◆ Saved entries:
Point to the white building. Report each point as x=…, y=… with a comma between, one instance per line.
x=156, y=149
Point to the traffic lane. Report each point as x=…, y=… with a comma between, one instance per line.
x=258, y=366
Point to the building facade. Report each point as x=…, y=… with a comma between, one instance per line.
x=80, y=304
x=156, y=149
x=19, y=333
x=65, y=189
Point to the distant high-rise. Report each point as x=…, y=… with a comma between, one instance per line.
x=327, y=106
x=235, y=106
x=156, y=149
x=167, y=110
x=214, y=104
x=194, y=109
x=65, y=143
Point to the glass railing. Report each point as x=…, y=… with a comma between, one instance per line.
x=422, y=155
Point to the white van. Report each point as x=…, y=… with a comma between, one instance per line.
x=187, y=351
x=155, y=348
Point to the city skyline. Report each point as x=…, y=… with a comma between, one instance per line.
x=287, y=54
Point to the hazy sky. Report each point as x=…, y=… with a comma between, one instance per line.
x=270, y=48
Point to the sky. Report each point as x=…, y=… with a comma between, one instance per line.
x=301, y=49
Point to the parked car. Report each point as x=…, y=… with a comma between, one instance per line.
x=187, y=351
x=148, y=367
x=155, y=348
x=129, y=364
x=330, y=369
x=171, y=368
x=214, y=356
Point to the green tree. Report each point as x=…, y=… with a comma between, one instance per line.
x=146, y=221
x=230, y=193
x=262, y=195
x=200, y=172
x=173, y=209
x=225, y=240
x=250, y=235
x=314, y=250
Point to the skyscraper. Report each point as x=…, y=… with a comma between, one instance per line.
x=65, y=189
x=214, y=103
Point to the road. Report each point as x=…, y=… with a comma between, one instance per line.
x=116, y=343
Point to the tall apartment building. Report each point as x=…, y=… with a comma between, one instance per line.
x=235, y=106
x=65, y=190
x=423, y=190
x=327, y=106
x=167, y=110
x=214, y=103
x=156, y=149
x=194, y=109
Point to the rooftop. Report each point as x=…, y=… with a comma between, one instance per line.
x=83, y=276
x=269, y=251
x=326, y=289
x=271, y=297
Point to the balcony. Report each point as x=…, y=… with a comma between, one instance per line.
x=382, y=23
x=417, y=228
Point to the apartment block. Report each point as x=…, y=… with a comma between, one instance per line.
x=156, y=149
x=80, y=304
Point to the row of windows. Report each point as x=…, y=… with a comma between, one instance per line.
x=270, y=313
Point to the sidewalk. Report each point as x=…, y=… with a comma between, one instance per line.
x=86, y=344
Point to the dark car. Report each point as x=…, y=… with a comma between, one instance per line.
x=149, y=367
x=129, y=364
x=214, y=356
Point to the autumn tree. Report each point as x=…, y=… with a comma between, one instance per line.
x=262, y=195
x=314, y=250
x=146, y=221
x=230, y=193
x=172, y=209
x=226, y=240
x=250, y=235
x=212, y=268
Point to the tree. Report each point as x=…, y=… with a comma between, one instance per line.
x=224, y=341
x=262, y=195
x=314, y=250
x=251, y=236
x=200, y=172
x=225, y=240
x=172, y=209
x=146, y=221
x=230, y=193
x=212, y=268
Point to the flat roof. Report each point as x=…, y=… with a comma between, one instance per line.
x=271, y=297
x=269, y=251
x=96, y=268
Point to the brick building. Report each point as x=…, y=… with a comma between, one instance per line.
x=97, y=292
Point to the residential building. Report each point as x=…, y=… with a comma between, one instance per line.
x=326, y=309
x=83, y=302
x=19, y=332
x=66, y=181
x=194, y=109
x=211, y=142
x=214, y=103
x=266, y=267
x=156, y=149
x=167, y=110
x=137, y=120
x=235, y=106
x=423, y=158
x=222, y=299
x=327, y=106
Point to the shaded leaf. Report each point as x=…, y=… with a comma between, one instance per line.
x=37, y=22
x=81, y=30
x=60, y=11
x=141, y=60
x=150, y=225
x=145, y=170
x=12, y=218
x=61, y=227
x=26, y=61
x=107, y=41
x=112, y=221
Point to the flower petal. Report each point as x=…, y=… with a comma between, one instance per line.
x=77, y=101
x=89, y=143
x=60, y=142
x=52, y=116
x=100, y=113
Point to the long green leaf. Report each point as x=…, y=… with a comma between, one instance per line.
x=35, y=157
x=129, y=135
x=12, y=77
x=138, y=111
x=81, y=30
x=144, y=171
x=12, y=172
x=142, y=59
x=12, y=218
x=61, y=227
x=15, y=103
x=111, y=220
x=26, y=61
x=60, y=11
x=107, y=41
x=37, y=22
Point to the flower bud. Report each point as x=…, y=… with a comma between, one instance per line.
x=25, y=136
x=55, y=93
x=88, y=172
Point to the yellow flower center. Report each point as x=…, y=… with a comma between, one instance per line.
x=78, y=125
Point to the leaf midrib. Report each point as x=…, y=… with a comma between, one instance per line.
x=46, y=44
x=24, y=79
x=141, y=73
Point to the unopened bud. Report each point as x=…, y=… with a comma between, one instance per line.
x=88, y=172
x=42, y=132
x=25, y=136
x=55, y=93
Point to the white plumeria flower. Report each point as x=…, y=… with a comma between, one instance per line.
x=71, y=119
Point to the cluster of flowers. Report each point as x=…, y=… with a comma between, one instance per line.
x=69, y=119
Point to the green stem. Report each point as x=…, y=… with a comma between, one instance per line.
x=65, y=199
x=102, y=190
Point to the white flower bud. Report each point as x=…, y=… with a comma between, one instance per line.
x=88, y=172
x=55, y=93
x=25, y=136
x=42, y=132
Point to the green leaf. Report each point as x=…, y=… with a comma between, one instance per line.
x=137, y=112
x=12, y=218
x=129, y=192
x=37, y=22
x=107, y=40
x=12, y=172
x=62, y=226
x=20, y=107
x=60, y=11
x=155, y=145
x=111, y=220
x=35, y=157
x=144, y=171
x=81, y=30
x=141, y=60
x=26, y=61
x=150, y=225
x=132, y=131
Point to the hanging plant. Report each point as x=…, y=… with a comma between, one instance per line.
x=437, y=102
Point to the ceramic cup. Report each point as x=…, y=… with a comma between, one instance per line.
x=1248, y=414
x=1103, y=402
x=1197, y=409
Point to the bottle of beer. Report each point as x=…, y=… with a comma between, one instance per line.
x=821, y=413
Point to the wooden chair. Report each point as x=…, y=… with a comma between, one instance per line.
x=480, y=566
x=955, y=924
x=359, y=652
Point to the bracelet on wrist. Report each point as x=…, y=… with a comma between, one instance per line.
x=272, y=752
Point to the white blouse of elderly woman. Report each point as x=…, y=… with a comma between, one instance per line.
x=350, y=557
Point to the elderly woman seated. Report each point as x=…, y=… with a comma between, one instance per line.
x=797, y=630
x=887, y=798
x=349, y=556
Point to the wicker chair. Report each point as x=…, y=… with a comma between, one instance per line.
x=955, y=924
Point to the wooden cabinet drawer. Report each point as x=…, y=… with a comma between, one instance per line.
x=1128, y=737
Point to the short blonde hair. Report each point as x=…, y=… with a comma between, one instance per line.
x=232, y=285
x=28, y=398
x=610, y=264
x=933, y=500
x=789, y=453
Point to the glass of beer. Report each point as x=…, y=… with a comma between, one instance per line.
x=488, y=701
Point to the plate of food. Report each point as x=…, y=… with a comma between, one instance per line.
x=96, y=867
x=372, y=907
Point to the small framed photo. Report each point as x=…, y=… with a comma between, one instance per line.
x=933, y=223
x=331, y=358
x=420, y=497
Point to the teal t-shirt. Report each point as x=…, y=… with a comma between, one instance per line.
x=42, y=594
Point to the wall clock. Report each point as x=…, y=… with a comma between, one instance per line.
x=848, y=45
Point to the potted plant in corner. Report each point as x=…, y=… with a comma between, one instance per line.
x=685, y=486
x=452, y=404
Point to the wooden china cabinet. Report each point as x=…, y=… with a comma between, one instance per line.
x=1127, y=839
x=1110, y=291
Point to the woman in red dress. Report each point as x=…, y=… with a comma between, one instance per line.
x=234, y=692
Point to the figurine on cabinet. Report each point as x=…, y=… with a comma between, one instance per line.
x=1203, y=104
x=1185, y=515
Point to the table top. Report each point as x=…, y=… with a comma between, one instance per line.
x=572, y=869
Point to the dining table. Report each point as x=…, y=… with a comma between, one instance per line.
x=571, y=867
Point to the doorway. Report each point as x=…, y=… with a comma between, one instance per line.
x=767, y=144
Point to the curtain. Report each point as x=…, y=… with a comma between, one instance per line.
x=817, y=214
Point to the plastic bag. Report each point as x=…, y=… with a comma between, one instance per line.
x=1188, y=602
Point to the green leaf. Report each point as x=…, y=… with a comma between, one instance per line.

◆ Exercise: Write out exactly the lines that run from the one containing "Point to the small" to the end of the records, both end lines included.

◆ Written reply:
Point to the small framed photo. Report each point as x=…, y=… with a comma between, one instance per line.
x=933, y=223
x=331, y=358
x=420, y=497
Point to the teal t-shirt. Report each point as x=…, y=… with a comma between, one instance per line.
x=42, y=594
Point to the wall clock. Report each point as x=…, y=… with a comma between, one instance per line.
x=848, y=45
Point to the potted plant in corner. Report each point as x=…, y=… with a comma between, one instance per line.
x=685, y=486
x=452, y=404
Point to the wooden china cabinet. Report each point as x=…, y=… with a comma between, one instance per line.
x=1127, y=839
x=1110, y=291
Point to the woman in red dress. Report each point as x=…, y=… with a comma between, one instance per line.
x=234, y=692
Point to the figurine on cabinet. Report each point as x=…, y=… with a comma between, one instance per line.
x=1203, y=104
x=1185, y=515
Point to the table top. Report each point as x=…, y=… with a comma between, one instance per line.
x=572, y=869
Point to the dining table. Report each point as x=…, y=… with a comma between, one instance per line.
x=571, y=867
Point to the doorway. Report each point as x=…, y=… with a comma between, one instance per line.
x=767, y=144
Point to the curtain. Report each point as x=…, y=… with a comma between, one instance per line.
x=817, y=214
Point to the plastic bag. Report each point as x=…, y=… with a comma between, one instance per line.
x=1188, y=602
Point to the green leaf. Report each point as x=…, y=… with a comma between, one instance per line.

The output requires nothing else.